--- start ---
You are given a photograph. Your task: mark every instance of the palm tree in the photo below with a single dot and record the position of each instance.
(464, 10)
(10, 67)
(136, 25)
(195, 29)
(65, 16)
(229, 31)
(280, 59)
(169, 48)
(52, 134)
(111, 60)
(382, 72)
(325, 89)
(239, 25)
--- end ---
• Brief:
Recast the records above as a numbered list, leaving out any blank lines.

• Result below:
1. You are given a photograph. Your task: mark every instance of the palm tree in the photo below with a single dot and record the position of each instance.
2. (464, 10)
3. (10, 67)
4. (136, 25)
5. (195, 29)
6. (65, 16)
7. (229, 31)
8. (280, 59)
9. (169, 48)
10. (52, 134)
11. (111, 60)
12. (382, 72)
13. (325, 89)
14. (239, 25)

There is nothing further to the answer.